Tugas a
Laporkan setiap baris entri di bawah yang memuat kata "woven". Huruf besar dan kecil dibedakan.

=======

Menikmati kopi

Menikmati kopi

Selasa, 22 Maret 2016

TIPS MEMBANGUN INTEGRITAS DIRI PADA ANAK




Sebagian besar orang mengatakan bahwa integritas adalah kejujuran. Sebagian lagi menyamakan dengan “etika”. Integritas juga diartikan sebagai bersatunya antara kata dan perbuatan. Dalam Kamus Besar Bahasa Indonesia, Integritas diartikan sebagai  mutu, sifat, atau keadaan yg menunjukkan kesatuan yg utuh sehingga memiliki potensi dan kemampuan yg memancarkan kewibawaan; kejujuran.

=======

Tugas b
Menurut kutipan halaman tentang integritas, apa arti integritas menurut sebagian besar orang?

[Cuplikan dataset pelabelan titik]
=======

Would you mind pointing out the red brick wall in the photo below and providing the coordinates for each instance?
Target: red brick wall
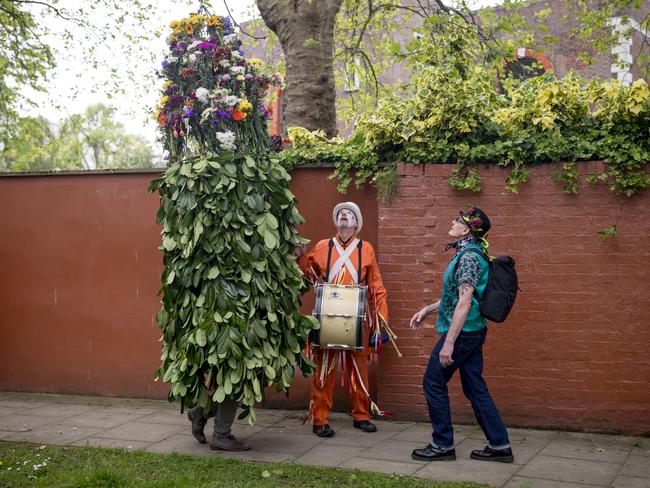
(574, 352)
(81, 271)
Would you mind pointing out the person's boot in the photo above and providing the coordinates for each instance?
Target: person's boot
(195, 415)
(364, 425)
(229, 443)
(489, 454)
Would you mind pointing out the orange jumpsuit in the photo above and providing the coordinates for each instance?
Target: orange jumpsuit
(314, 265)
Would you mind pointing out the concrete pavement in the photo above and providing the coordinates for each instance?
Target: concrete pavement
(543, 459)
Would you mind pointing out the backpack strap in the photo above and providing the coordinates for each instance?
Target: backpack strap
(330, 245)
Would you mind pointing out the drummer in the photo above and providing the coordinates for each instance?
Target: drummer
(336, 261)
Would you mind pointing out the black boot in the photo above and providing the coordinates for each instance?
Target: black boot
(489, 454)
(195, 415)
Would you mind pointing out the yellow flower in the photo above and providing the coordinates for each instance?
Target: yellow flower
(245, 106)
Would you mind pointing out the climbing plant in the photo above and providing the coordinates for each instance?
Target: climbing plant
(231, 289)
(460, 110)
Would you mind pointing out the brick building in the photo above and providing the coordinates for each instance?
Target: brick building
(559, 57)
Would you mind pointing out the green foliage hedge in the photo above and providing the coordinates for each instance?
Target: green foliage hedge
(459, 112)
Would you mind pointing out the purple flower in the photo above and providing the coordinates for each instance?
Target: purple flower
(206, 46)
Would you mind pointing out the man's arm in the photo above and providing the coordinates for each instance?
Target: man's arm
(465, 291)
(376, 284)
(423, 314)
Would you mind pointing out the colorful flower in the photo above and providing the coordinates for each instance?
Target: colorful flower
(238, 115)
(202, 94)
(226, 140)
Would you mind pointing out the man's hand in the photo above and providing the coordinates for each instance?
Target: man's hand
(445, 354)
(419, 317)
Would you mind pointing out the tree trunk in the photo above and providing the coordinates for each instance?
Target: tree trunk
(305, 29)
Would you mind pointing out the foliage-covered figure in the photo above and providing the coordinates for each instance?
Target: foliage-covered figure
(230, 319)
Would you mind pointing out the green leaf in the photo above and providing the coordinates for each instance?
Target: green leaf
(201, 338)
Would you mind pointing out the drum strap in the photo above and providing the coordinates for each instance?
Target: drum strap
(344, 259)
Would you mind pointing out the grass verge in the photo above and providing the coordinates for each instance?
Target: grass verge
(53, 466)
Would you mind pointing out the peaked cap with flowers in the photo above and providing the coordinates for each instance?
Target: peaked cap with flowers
(476, 220)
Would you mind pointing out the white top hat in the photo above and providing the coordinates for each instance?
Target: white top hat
(352, 207)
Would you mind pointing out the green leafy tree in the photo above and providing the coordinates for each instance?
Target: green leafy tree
(32, 148)
(231, 289)
(367, 38)
(35, 35)
(92, 140)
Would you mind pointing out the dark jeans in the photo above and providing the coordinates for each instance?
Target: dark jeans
(468, 358)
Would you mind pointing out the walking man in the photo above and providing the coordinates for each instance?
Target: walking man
(462, 332)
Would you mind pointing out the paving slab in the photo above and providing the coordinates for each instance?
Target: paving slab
(638, 466)
(349, 436)
(376, 466)
(588, 449)
(495, 474)
(543, 459)
(140, 431)
(329, 455)
(571, 470)
(523, 451)
(103, 418)
(58, 434)
(522, 482)
(24, 423)
(630, 482)
(391, 451)
(288, 443)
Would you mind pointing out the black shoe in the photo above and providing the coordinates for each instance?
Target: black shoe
(195, 415)
(230, 443)
(365, 425)
(323, 430)
(430, 453)
(489, 454)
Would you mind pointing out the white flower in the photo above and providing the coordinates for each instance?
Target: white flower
(202, 94)
(226, 140)
(231, 100)
(231, 40)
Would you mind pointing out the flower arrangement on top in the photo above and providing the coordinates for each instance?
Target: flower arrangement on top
(211, 91)
(230, 319)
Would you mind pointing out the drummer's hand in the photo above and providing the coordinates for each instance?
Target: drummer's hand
(419, 317)
(299, 251)
(445, 354)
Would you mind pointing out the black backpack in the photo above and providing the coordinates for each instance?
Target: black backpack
(501, 290)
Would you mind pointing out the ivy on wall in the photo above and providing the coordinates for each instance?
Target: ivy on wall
(457, 112)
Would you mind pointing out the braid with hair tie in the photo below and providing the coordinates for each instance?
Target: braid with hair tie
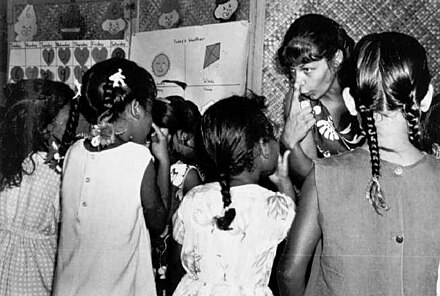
(411, 113)
(70, 132)
(374, 191)
(225, 221)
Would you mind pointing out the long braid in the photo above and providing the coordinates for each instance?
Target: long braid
(412, 116)
(374, 191)
(223, 222)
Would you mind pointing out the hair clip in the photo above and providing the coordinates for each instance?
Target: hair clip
(78, 89)
(118, 79)
(163, 100)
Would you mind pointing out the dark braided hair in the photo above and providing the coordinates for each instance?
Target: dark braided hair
(310, 38)
(391, 74)
(230, 129)
(31, 105)
(99, 98)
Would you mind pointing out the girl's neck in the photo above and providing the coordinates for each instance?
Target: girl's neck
(244, 178)
(393, 140)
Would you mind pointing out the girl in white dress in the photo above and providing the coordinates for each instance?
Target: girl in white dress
(113, 194)
(179, 119)
(229, 229)
(30, 133)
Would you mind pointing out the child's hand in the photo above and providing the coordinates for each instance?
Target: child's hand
(159, 143)
(281, 176)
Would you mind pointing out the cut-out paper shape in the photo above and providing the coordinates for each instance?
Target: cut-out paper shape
(48, 55)
(26, 27)
(118, 53)
(79, 71)
(64, 54)
(81, 55)
(31, 72)
(160, 65)
(63, 73)
(169, 17)
(99, 54)
(46, 74)
(114, 23)
(212, 54)
(17, 73)
(71, 23)
(225, 10)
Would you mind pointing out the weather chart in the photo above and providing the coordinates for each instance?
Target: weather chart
(64, 61)
(210, 60)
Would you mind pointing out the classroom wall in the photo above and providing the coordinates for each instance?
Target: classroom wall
(3, 48)
(419, 18)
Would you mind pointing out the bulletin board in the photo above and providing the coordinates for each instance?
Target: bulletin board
(64, 60)
(211, 60)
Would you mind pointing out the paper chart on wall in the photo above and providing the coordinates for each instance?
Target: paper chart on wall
(210, 59)
(60, 60)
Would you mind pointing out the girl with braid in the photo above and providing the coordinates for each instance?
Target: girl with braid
(31, 130)
(229, 229)
(113, 194)
(379, 231)
(317, 123)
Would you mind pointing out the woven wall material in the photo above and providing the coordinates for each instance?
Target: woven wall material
(418, 18)
(192, 13)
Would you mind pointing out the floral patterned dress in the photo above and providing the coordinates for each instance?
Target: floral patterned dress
(236, 262)
(331, 140)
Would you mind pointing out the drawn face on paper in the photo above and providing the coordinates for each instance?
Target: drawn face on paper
(113, 26)
(169, 20)
(161, 65)
(226, 10)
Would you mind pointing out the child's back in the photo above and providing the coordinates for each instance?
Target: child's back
(29, 185)
(229, 230)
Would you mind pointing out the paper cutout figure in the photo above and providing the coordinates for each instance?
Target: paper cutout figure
(81, 55)
(169, 17)
(46, 74)
(48, 55)
(64, 54)
(79, 71)
(63, 73)
(225, 10)
(118, 53)
(212, 54)
(26, 27)
(114, 23)
(17, 73)
(71, 23)
(99, 54)
(31, 72)
(160, 65)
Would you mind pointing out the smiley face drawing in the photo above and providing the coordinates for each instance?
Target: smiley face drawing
(160, 65)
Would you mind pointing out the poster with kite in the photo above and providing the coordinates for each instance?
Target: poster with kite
(202, 64)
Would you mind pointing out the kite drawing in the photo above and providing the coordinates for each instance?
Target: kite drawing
(212, 54)
(160, 65)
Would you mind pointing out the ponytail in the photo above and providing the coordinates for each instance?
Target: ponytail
(374, 191)
(225, 221)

=======

Hasil a
Would you mind pointing out the woven wall material in the photo above and providing the coordinates for each instance?
Target: woven wall material

Hasil b
Kejujuran.